▸ **Task goal**
Please give again, word for word, the line that contains "the fin foot" and every line after it to the end of the data, with no other lines.

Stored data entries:
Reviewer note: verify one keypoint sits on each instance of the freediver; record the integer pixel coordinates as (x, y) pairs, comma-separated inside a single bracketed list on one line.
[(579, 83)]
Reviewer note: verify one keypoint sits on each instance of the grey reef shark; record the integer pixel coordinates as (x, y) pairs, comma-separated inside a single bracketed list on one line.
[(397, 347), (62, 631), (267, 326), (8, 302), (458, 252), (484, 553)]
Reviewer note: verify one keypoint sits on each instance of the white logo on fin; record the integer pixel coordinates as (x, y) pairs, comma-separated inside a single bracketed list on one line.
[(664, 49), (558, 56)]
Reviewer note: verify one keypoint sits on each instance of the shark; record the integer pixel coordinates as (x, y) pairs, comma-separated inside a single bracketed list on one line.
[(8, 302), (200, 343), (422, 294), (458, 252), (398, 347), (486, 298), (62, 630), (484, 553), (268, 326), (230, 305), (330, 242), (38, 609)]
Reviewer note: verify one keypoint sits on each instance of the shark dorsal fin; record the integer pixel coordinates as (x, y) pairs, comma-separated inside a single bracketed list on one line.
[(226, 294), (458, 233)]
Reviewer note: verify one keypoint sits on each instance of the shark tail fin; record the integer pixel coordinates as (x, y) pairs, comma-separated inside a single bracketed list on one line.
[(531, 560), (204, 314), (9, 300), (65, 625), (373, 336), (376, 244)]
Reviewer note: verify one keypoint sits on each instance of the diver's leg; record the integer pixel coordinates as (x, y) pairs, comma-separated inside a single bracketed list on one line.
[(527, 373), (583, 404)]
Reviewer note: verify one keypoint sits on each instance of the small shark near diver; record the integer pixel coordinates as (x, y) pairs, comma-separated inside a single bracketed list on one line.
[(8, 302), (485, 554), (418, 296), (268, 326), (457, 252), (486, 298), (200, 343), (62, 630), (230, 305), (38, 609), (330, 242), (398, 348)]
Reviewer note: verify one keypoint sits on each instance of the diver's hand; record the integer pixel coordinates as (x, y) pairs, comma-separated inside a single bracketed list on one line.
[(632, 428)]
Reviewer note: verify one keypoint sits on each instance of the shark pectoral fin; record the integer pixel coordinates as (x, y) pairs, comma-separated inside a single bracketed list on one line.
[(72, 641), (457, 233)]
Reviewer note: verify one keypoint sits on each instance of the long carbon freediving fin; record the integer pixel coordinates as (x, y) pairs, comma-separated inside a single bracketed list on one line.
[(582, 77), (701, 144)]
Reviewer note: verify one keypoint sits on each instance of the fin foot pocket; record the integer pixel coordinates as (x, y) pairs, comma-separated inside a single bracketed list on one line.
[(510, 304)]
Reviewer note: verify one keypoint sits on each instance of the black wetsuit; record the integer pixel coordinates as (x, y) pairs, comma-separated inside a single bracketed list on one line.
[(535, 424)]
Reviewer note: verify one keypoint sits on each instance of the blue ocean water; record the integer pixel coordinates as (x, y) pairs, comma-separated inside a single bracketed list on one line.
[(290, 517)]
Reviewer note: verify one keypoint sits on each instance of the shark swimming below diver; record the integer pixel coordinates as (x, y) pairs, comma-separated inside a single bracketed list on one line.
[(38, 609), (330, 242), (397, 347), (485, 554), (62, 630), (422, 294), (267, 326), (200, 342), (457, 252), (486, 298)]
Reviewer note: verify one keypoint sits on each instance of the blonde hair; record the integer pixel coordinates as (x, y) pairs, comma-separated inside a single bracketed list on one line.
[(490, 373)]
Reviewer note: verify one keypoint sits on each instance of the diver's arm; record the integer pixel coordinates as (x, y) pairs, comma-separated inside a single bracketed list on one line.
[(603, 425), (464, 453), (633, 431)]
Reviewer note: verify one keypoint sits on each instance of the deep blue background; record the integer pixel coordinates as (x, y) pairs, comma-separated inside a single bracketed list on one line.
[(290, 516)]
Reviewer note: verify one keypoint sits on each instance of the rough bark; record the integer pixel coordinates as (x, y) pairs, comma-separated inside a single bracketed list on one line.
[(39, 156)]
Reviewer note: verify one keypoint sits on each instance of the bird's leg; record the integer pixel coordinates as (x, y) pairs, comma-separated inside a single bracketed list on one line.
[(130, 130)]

▸ **Response to this exercise**
Reviewer note: verify one keypoint sits on each instance of the fin foot pocket; record the integer pixel coordinates as (x, y) pairs, comma-separated inside a single bracketed list on one line.
[(510, 304)]
Reviewer note: verify one keypoint sits on each instance of the black wetsuit; record the integer pixel coordinates as (x, y) pairs, comma-separated inside a single bracketed list on one line.
[(535, 424)]
Reviewer note: verify one keypoint sits on each instance of the blue ocean water; record the integer pixel coordinates as (x, y) pairs, comma-separated inside a single bracketed list on one line.
[(290, 517)]
Reviewer note: verify one keypoint sits on each instance of the shark swimming below diver; record the integer pixel coordinates as (x, y) pairs, comma-separated inside a single bracketed list on one line.
[(38, 609), (330, 242), (397, 347), (485, 554), (62, 630), (422, 294), (267, 326), (200, 342), (457, 252), (486, 298)]
Reviewer note: verify one keypoint sits on each instance of the blonde hair; record the integer pixel coordinates as (x, y) pairs, comma-separated inside a single bracketed list on one line.
[(490, 373)]
Reviewer note: verify one keypoint sits on each instance of the diver's arm; record the integer pixel coordinates as (x, y) pairs, comma-separated inside a single bracketed list on one line.
[(603, 425), (464, 453), (633, 431)]
Reviewer note: verify one keypoint sits on each instance of the deep blue background; record the integer pixel coordinates as (x, y) pairs, comma-separated inside a single bracketed list on one line.
[(290, 516)]
Reviewer note: verify one keypoint sits on each instance of the rough bark; record the integer pixel coordinates as (x, y) pairs, comma-separated inside a single bracketed list on one line.
[(39, 156)]
Reviewer note: verify one keypoint sits on each instance of the bird's leg; record the integer pixel coordinates as (x, y) pairs, comma-separated inside a single bracketed list on one line.
[(130, 130)]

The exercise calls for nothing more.